- _Text section_
┌──

The Psychedelics-As-Medicine Movement Spreads to California

Ecstasy, “magic mushrooms” and other psychedelic drugs could soon be recognized as therapeutic in California — one of the latest states, and the biggest, to consider allowing their use as medicine.

Legislation by state Sen. Scott Wiener (D) and Assembly member Marie Waldron (R) would allow the therapeutic use of psilocybin, mescaline, ecstasy and dimethyltryptamine — a chemical that occurs in the psychoactive ayahuasca plant mixture — in state-approved locations under the supervision of licensed individuals. It would also regulate the production, distribution, quality control and sale of those psychedelics.

The bill is intended to get across the desk of Gov. Gavin Newsom, a Democrat who vetoed broader decriminalization legislation last year while calling psychedelics “an exciting frontier” and asking for “regulated treatment guidelines” in the next version.

While most psychedelics are prohibited under federal law, research has shown them to be promising treatments for depression, anxiety, post-traumatic stress disorder and addiction. Several large cities including D.C., have effectively decriminalized their use, as has Colorado. Oregon, which previously decriminalized personal possession of all illegal drugs, including psychedelics, rolled back that policy but created a system to regulate the use of psilocybin mushrooms.

Leanne Cavellini, 49, of Pleasanton, Calif., attended a psychedelic retreat in Mexico this year. She said the experience helped her overcome deep-rooted trauma.

└──

- _Data shown_

┌──

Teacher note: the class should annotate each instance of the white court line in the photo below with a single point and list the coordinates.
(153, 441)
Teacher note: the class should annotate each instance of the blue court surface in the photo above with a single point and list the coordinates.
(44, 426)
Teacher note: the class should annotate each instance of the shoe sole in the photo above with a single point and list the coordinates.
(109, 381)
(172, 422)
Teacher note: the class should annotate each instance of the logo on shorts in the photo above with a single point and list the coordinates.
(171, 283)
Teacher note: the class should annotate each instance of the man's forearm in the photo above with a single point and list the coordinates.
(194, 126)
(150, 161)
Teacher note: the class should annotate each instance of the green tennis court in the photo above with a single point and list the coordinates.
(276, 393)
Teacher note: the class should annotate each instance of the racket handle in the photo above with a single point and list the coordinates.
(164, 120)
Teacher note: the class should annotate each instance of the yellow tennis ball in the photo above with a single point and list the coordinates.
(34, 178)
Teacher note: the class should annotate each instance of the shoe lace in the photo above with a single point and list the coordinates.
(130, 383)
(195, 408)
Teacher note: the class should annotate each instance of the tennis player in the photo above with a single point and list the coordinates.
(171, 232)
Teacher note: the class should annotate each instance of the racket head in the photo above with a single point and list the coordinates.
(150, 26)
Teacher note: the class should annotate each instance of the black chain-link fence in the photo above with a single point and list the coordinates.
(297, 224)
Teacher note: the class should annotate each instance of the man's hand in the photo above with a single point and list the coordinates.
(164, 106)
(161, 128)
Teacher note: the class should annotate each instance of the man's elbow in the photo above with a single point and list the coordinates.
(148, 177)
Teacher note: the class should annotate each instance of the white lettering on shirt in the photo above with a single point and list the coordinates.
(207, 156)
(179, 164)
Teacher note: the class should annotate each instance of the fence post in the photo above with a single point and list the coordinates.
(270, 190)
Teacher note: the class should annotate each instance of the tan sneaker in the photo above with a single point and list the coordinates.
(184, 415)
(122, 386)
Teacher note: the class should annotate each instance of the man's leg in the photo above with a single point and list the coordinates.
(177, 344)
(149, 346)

└──

- _Action item A_
According to the California psychedelics article, where did Leanne Cavellini attend a psychedelic retreat?
- _Action item B_
Please output the part of the California psychedelics article between "Leanne Cavellini, 49, of" and "overcome deep-rooted trauma.", inclusive.
- _Action item C_
Name every condition that the California psychedelics article says research has found psychedelics to be promising treatments for.

- _Answer section A_
In Mexico.

- _Answer section B_
Leanne Cavellini, 49, of Pleasanton, Calif., attended a psychedelic retreat in Mexico this year. She said the experience helped her overcome deep-rooted trauma.

- _Answer section C_
Depression, anxiety, post-traumatic stress disorder, and addiction.